Task directions:
Examine the entries and show every line in which the word "below" is found.

[Data listing Boundary: Start]

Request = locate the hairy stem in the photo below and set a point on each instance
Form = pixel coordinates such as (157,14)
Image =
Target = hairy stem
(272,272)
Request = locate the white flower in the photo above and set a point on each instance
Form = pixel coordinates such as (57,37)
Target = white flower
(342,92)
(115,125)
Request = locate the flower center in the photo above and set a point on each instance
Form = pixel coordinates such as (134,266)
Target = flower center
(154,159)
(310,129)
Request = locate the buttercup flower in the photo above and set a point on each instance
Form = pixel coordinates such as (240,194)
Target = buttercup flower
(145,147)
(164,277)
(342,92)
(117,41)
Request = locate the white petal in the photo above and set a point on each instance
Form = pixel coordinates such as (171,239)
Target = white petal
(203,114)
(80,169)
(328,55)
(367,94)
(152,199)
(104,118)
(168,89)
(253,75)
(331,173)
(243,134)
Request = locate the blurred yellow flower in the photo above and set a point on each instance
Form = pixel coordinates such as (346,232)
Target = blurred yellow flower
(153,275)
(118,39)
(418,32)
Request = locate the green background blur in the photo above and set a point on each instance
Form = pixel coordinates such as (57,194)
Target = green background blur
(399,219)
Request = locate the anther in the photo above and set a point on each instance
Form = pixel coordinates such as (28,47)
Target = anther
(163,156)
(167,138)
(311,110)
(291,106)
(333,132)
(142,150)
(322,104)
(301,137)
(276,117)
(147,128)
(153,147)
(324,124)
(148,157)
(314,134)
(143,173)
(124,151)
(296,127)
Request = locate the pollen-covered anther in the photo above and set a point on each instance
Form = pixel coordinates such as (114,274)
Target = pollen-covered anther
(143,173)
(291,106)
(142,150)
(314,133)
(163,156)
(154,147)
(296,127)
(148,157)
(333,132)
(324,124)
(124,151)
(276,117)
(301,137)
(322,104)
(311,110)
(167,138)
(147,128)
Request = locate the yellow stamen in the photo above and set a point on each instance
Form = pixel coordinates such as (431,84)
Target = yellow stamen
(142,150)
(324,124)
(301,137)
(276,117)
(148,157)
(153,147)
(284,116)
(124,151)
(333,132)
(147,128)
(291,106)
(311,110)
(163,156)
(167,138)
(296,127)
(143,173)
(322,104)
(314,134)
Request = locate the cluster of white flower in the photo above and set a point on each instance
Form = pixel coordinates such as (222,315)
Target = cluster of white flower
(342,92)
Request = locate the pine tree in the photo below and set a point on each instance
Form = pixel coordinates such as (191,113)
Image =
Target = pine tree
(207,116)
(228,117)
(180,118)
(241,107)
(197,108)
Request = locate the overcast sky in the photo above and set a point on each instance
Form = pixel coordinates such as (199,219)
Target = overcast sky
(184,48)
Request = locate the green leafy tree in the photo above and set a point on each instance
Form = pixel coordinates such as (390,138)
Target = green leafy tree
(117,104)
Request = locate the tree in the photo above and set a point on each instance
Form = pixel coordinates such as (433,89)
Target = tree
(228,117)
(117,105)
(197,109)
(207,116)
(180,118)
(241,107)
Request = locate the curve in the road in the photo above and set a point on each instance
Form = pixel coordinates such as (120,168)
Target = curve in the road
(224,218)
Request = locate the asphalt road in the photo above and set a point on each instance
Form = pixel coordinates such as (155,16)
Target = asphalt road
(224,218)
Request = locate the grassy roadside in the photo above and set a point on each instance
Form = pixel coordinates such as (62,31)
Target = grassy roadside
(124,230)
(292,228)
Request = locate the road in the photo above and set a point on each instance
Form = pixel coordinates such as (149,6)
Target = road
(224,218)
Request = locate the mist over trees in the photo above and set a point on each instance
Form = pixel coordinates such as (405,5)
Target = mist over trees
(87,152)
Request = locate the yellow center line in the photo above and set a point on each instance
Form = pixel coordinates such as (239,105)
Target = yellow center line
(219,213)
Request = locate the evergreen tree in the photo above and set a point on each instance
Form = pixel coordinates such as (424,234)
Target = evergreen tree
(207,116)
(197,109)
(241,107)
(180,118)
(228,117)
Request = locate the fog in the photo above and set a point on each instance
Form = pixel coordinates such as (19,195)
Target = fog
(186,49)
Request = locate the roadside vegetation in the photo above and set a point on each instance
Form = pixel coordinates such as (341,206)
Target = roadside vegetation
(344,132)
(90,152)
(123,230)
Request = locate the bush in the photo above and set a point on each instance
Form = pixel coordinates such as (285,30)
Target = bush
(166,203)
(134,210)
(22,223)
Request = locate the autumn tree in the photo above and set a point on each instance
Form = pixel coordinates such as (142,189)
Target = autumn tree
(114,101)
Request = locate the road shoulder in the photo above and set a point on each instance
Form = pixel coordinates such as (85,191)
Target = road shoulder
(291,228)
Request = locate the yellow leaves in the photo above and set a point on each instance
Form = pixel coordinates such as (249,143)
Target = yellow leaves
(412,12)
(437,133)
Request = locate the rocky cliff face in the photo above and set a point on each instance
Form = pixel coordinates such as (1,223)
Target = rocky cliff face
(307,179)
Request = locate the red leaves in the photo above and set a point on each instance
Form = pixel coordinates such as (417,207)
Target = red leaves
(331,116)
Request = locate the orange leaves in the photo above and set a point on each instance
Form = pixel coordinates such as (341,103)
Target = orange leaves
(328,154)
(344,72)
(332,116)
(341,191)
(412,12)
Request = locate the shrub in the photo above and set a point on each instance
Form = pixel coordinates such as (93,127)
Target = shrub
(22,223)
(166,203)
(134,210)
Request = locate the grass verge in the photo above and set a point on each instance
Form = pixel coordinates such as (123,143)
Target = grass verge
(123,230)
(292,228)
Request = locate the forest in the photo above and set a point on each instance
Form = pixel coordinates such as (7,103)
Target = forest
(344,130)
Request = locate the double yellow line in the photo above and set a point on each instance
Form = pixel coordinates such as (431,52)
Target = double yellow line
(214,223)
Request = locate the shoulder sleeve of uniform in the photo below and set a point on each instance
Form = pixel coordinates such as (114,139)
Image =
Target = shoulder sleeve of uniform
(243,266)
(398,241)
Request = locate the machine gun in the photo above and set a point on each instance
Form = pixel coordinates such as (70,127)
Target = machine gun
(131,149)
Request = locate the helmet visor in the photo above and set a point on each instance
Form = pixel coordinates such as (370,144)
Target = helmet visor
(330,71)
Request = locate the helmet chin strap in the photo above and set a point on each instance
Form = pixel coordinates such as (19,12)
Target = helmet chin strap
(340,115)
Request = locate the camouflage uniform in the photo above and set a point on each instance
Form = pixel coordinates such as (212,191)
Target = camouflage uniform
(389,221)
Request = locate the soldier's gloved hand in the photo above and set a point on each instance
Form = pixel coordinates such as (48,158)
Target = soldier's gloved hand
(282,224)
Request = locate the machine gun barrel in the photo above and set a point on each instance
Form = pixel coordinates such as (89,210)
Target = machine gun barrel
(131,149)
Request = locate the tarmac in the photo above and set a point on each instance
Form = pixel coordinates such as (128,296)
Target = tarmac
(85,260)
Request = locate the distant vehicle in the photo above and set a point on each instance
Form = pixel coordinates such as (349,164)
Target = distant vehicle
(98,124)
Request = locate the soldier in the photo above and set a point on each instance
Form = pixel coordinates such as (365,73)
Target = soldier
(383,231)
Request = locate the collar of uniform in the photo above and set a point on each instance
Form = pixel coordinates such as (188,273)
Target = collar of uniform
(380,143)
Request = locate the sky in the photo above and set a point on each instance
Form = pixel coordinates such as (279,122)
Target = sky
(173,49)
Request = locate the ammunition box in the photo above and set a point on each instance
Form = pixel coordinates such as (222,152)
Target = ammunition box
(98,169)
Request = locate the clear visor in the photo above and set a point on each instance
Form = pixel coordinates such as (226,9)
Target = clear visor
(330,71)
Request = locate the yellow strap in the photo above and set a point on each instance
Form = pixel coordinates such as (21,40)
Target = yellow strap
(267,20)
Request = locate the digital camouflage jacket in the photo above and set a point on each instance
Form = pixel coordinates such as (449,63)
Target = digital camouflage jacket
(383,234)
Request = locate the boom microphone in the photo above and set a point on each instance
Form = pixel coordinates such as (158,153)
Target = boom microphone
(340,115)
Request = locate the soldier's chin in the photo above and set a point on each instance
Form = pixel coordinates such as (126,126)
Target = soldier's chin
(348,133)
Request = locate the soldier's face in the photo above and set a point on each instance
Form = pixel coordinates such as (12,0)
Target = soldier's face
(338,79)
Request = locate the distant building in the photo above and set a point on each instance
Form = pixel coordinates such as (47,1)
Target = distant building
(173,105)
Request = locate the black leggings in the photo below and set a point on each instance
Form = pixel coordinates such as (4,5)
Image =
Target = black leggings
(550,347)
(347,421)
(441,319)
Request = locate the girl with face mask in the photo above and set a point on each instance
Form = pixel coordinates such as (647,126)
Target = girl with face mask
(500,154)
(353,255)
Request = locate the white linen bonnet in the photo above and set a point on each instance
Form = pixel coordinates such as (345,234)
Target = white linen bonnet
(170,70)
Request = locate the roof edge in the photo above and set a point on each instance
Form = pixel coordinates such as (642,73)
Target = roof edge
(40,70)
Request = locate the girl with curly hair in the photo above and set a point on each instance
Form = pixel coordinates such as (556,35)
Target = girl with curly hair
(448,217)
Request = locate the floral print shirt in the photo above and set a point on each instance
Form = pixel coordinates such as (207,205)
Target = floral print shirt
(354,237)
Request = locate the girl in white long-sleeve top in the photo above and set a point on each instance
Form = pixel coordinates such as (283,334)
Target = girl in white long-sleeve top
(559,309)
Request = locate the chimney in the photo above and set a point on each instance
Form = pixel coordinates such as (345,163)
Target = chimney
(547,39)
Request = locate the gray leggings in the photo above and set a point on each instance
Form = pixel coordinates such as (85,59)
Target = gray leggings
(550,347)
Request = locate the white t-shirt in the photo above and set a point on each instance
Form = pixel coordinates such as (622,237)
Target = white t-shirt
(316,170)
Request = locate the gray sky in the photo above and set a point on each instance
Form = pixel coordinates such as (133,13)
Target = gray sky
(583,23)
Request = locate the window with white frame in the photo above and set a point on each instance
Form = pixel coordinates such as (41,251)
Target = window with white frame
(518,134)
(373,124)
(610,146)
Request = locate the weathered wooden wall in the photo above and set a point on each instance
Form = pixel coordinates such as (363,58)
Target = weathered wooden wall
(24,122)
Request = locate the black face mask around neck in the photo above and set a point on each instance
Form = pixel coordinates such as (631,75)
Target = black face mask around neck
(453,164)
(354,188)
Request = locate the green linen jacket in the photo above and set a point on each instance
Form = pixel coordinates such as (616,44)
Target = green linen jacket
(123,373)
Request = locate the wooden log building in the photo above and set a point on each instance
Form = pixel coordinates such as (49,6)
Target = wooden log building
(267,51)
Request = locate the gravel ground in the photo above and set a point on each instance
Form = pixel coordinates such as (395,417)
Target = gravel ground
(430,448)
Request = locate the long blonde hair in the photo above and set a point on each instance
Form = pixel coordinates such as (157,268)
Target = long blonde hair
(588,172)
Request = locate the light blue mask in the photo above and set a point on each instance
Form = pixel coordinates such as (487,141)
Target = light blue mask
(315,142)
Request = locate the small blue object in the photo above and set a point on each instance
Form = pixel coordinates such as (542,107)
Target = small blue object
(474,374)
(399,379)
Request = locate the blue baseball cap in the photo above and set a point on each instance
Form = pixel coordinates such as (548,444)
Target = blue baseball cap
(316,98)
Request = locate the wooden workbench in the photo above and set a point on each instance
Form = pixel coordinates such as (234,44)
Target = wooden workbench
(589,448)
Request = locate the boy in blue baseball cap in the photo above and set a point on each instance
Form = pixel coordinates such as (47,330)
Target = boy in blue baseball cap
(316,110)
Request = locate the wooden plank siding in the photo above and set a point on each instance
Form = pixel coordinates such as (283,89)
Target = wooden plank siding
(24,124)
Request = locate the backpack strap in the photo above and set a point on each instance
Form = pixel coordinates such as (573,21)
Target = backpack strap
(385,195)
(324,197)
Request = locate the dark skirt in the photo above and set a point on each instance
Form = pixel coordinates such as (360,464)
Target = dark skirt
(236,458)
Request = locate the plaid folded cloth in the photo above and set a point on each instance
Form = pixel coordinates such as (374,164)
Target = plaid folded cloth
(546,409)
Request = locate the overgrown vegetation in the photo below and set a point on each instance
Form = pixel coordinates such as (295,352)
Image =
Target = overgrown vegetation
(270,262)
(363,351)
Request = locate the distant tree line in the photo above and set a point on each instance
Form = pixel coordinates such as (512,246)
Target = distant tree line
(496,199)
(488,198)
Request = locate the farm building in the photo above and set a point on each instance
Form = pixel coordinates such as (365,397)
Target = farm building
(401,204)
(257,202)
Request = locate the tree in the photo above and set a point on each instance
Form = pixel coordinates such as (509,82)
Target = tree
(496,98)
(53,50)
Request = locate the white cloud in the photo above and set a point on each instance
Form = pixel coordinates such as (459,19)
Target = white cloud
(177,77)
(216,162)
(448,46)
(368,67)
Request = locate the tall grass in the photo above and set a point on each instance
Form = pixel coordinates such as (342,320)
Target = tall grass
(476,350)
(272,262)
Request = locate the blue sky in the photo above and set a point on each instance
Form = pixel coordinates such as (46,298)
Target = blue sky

[Data listing Boundary: End]

Written response:
Request = locate the hairy stem in the photo below and set a point on each instance
Request = locate the pine tree in the photo below and set a point on each instance
Request = locate the shoulder sleeve of uniform in the photo below and set a point on each instance
Request = locate the black leggings in the photo below and set a point on each instance
Request = locate the overgrown vegetation in the photo below and set a point on each instance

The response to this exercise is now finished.